» SELECTED EXCERPT
◆ ◆ ◆

Demographics of Patients with and without Recurrent Disease
Characteristic Patients without recurrent disease (n = 1158) Patients with recurrent disease (n = 151) P value
Sex (% male) 45% 45% .98
Age (mean) 68.3 years 69.9 years .72
Race (% white) 80% 80% .97
Language (English) 94% 92% .83
Mean (Range) Time to Sampling and Time to Treatment in Initial and Recurrent Episodes of Disease
First episode (n = 1309) Recurrence (n = 180)* P value
  • 125 Patients with 1 recurrence (125 episodes) + 23 patients with 2 recurrences (46 episodes) + 3 patients with 3 recurrences (9 episodes) = 151 patients with 180 recurrent episodes.

Symptoms to sampling 2.24 days (117 days) 2.09 days (116 days) 0.700
Symptoms to treatment 3.64 days (118 days) 2.52 days (119 days) 0.024
Sampling to treatment 3.76 days (119 days) 2.57 days (119 days) 0.006


Clostridium difficileassociated disease (CDAD) has become a significant nosocomial infection in medical institutions, and recurrent CDAD is emerging as a disease of concern for hospitalists. Diagnostic delays represent a major epidemiologic problem, resulting in both delay of treatment delay of the index case and delay in implementing isolation procedures to prevent horizontal transmission. In this study, patients with recurrent disease did not have stool collected any earlier than did patients with their initial episode of CDAD, and these diagnostic delays did not change in successive eras. Recurrent disease patients did receive treatment earlier than did patients with initial episodes. Although this empiric treatment strategy is encouraging and likely reflects heightened awareness of the disease over time, the 2.5‐day span from symptoms to treatment is still a clinically significant delay. Also of concern is the range of time from symptoms to treatment, as long as 19 days in the recurrent treatment group. Although most patients were treated within 12 days, this variability represents the burden of infectious patients with the potential for infecting others. Targeting recurrent CDAD populations for early diagnosis, treatment, and isolation would almost certainly reduce the morbidity associated with horizontal transmission rates.9

This study had several limitations. Our data found a lower incidence of recurrent CDAD than previously published in the literature. This can be accounted for by the identification of cases by ICD9 code, which previously has been documented to underestimate true disease.10, 11 We also were not able to capture recurrent episodes in outpatients or episodes that occurred after the 2004 cohort, which underestimated the true frequency of recurrence. At worst, this underestimation could bias the results toward the null hypothesis. An additional limitation of the study was the assumption that time to treatment was accurately reflected by time to prescription of either vancomycin or flagyl. Some patients may have been treated by suspending treatment with the offending antibiotic along with watchful waiting, which is a reasonable strategy for patients with mild disease and is endorsed by the American College of Gastroenterology and the Society for Healthcare Epidemiology of America.12, 13 This would overestimate time to treatment for those individuals and would make time to treatment appear longer, but would not affect time to sampling. In addition, the symptoms collected from chart review were assumed to be a result of the patient's CDAD, but there is a chance that these symptoms such as diarrhea, abdominal pain, and cramping may have been a result of a different diagnosis. These data were also limited to a cohort from a single institution and may not reflect the patient characteristics or practice patterns at other institutions.

◆ ◆ ◆

» SUPPLIED MATERIAL
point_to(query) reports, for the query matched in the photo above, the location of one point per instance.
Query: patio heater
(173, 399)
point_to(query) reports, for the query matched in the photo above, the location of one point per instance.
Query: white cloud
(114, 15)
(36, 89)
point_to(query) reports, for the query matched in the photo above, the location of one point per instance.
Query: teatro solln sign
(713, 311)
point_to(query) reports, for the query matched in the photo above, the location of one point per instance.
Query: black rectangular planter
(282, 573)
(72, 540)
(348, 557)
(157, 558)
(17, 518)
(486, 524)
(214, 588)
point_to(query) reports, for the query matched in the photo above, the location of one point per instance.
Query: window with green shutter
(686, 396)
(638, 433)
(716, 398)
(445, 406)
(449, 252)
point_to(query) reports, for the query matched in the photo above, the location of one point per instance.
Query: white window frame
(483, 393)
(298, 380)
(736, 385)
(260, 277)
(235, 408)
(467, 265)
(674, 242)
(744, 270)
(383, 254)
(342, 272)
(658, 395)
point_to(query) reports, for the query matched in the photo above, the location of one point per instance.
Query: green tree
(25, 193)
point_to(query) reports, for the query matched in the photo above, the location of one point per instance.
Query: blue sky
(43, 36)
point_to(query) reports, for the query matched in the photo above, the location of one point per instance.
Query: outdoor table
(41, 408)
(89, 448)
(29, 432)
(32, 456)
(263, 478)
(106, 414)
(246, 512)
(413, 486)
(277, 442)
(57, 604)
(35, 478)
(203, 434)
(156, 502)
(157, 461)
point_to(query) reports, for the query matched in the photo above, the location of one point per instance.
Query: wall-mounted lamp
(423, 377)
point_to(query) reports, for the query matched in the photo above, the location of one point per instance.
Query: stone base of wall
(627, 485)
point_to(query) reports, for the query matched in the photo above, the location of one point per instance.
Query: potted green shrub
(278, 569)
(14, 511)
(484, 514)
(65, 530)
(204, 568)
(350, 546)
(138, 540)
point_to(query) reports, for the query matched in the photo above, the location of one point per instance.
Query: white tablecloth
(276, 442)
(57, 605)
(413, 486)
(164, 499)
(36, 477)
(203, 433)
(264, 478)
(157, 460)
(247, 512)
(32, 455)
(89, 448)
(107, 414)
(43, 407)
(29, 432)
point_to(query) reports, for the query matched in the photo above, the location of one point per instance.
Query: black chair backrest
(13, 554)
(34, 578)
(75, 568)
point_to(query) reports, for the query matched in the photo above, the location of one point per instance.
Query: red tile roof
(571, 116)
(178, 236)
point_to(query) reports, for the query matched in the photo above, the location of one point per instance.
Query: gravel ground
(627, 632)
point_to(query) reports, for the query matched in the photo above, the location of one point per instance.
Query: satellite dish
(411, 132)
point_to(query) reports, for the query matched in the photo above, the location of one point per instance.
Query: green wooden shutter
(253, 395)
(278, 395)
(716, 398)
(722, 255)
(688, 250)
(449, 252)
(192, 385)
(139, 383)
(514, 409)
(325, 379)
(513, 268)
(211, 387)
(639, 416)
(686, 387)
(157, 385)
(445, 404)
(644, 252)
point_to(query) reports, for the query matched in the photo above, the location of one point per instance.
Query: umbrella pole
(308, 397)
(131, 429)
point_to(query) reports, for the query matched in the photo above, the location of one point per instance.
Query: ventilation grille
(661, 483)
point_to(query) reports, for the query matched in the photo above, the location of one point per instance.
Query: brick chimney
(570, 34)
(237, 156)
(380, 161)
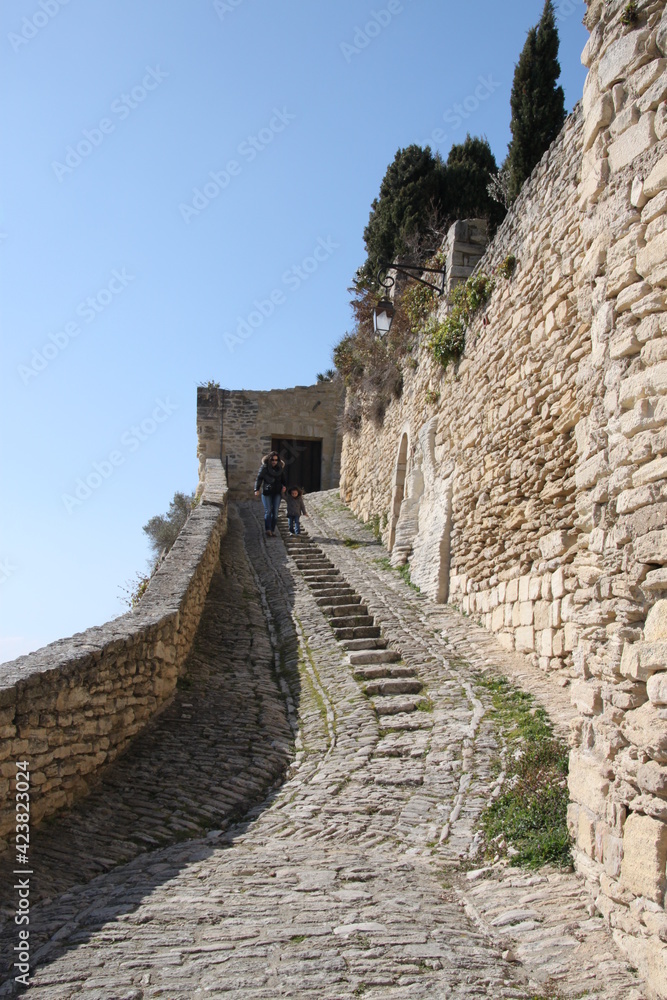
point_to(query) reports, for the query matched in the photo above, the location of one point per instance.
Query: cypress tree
(410, 187)
(538, 104)
(419, 192)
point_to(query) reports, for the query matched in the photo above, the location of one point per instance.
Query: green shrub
(447, 339)
(630, 13)
(530, 815)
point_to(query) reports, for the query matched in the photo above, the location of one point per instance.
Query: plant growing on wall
(507, 267)
(447, 338)
(630, 14)
(163, 529)
(372, 369)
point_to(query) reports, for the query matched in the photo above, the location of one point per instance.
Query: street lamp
(383, 313)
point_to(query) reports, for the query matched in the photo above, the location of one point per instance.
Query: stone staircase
(393, 688)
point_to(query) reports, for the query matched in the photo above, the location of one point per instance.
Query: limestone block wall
(237, 426)
(70, 708)
(529, 484)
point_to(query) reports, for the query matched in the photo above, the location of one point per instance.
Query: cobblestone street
(300, 821)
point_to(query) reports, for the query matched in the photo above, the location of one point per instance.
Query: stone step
(392, 685)
(358, 632)
(374, 656)
(409, 721)
(365, 643)
(331, 590)
(394, 705)
(345, 610)
(351, 621)
(383, 670)
(329, 601)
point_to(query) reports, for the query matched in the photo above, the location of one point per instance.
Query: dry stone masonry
(72, 707)
(528, 485)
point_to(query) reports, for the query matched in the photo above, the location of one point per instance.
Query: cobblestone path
(344, 879)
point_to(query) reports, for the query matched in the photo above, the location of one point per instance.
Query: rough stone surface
(72, 707)
(545, 455)
(345, 880)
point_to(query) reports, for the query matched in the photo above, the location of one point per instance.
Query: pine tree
(538, 105)
(409, 189)
(420, 196)
(467, 171)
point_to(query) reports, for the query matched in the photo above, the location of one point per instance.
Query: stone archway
(398, 491)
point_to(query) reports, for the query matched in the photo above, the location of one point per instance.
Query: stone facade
(70, 708)
(529, 484)
(237, 426)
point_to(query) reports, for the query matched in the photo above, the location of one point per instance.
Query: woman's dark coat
(270, 481)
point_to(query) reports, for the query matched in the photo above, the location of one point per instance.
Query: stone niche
(240, 426)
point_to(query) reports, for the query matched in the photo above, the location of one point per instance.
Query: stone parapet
(72, 707)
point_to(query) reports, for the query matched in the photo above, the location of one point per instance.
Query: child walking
(295, 507)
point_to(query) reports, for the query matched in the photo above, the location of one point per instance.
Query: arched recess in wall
(398, 491)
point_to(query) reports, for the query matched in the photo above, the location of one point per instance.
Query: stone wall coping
(215, 483)
(160, 606)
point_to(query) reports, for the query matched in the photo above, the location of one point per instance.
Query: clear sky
(167, 165)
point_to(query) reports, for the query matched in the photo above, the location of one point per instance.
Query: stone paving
(353, 876)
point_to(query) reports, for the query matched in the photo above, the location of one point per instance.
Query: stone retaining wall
(528, 485)
(70, 708)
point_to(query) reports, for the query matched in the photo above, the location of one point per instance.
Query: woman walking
(271, 483)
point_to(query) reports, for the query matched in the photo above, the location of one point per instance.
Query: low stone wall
(70, 708)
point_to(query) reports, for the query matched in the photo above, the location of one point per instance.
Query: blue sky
(168, 166)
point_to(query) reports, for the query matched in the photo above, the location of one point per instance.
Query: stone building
(528, 484)
(240, 426)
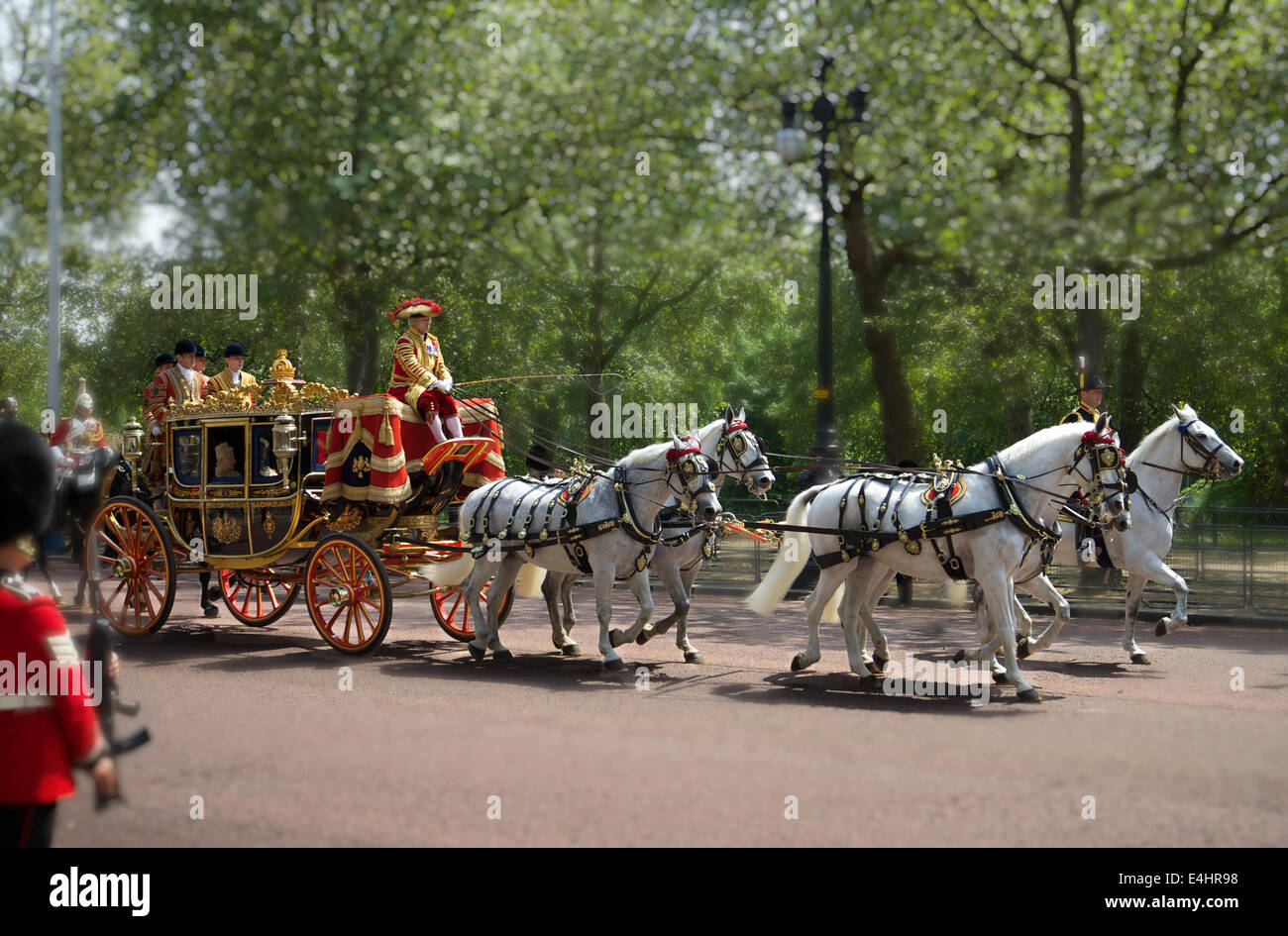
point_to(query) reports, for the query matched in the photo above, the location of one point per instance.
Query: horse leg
(828, 580)
(644, 595)
(552, 587)
(877, 586)
(207, 608)
(682, 626)
(1000, 595)
(1043, 589)
(1134, 592)
(566, 596)
(851, 605)
(604, 576)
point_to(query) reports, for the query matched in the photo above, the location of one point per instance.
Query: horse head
(741, 452)
(1108, 497)
(686, 459)
(1199, 443)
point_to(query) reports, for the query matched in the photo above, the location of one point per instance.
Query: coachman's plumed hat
(26, 483)
(415, 307)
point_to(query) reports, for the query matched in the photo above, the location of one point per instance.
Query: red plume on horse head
(415, 307)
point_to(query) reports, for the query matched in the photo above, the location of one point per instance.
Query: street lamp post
(791, 145)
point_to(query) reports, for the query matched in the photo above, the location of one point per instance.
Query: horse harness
(570, 533)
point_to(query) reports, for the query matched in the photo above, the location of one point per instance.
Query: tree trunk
(900, 426)
(1128, 402)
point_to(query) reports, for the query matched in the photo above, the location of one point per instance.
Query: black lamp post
(791, 145)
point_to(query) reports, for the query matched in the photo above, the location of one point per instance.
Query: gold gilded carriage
(248, 494)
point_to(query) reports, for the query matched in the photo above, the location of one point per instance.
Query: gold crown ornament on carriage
(420, 377)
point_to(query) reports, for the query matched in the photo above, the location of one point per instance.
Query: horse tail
(793, 555)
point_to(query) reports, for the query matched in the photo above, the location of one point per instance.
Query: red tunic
(417, 364)
(43, 735)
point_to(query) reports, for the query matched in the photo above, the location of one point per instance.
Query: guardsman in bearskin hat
(420, 377)
(232, 374)
(43, 733)
(200, 362)
(1091, 397)
(77, 432)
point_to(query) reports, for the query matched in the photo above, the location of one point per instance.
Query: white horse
(1183, 446)
(734, 450)
(1008, 507)
(612, 532)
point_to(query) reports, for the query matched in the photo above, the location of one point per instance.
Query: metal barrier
(1232, 559)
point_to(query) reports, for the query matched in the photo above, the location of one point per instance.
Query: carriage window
(226, 458)
(266, 465)
(320, 429)
(187, 456)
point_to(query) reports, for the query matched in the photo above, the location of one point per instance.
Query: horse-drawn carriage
(290, 488)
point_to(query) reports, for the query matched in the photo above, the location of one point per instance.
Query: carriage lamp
(790, 140)
(283, 445)
(132, 441)
(822, 117)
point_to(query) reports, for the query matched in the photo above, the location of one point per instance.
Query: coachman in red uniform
(46, 728)
(420, 376)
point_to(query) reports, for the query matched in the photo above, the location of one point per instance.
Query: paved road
(256, 722)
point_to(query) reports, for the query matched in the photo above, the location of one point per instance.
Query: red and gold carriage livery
(287, 488)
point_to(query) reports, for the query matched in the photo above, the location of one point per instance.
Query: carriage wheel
(130, 567)
(348, 593)
(256, 597)
(452, 610)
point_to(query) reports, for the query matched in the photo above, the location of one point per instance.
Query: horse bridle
(691, 464)
(735, 442)
(1211, 464)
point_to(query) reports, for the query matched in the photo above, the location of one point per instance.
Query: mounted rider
(233, 376)
(76, 434)
(420, 377)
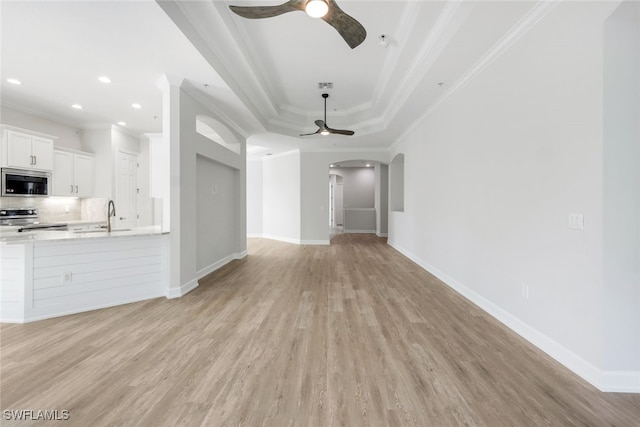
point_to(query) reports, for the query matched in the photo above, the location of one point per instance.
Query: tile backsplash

◆ ◆ ◆

» EXERCISE PROMPT
Please return, word for word, the part of the excerpt on recurrent CDAD from "Demographics of Patients" up to and including "180 recurrent episodes.".

» RESPONSE TO THIS EXERCISE
Demographics of Patients with and without Recurrent Disease
Characteristic Patients without recurrent disease (n = 1158) Patients with recurrent disease (n = 151) P value
Sex (% male) 45% 45% .98
Age (mean) 68.3 years 69.9 years .72
Race (% white) 80% 80% .97
Language (English) 94% 92% .83
Mean (Range) Time to Sampling and Time to Treatment in Initial and Recurrent Episodes of Disease
First episode (n = 1309) Recurrence (n = 180)* P value
  • 125 Patients with 1 recurrence (125 episodes) + 23 patients with 2 recurrences (46 episodes) + 3 patients with 3 recurrences (9 episodes) = 151 patients with 180 recurrent episodes.